_What you are asked to do_:
Reproduce each entry below verbatim.

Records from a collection
+++
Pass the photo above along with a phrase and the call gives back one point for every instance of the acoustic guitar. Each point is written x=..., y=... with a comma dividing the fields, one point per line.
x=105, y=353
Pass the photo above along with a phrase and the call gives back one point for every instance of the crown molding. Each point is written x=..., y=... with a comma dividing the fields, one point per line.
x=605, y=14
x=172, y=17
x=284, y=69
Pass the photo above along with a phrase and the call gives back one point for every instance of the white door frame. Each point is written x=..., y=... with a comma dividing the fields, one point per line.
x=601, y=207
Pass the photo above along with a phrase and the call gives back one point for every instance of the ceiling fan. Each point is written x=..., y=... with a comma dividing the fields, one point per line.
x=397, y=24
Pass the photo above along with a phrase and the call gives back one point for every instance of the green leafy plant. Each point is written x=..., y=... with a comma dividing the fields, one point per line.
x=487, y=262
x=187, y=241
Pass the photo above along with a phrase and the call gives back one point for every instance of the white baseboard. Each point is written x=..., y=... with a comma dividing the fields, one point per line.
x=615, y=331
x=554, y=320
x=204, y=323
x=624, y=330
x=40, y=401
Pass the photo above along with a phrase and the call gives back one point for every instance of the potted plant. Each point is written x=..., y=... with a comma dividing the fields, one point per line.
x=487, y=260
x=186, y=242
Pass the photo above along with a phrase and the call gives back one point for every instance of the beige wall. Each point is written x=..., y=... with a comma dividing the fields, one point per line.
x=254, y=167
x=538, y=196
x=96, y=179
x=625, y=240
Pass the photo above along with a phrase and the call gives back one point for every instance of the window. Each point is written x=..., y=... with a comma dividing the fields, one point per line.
+++
_Task solution_:
Pass the photo above along with a phrase and the call gives back one point for every instance of the acoustic guitar. Each point is written x=..., y=... with a comma dividing the fields, one point per line.
x=105, y=353
Pass the photo above along with a phrase and the call gives back one point for every instance of the crown molding. Each point is written x=..., y=... with a comma dividing the fields, one point per line.
x=605, y=14
x=172, y=17
x=284, y=69
Pass the photo above along with a phrase and the call gives back one point for every instance of the white door frame. Each point is written x=..., y=... with a comma dividing the fields, one point per line.
x=601, y=207
Pass the photo above along with a phrase and the call gives back one point for every instance of the ceiling fan. Each point is written x=..., y=... with a comma dividing the fields, one point per line.
x=397, y=24
Pass the photo above along with a phrase and the call gives back one point for every instance of the green leafy plant. Each point is written x=..., y=... with a comma dividing the fields, one point per line.
x=487, y=262
x=187, y=241
Pass the photo above along with a phrase and the call gives back one point for every instance of the white baseboard. Each point is written x=..., y=... with a comma dividing the fields, one point per line.
x=615, y=331
x=554, y=320
x=204, y=323
x=624, y=330
x=40, y=401
Pass the photo above along with a phrase and the call gives back one point for every instance of the potted plant. Each point is written x=..., y=... with a comma dividing the fields, one point per line.
x=487, y=260
x=186, y=242
Pass the photo above along with a phrase and the call gives back one point for every instance of the beige wall. Each point is written x=..., y=... with a comma dividing the fields, one point per line.
x=254, y=167
x=538, y=196
x=96, y=179
x=625, y=240
Pass the photo above along with a phrase and the call gives back one point for every instance of the window. Each point is written x=..., y=... with a comma dividing the fields, one point per line.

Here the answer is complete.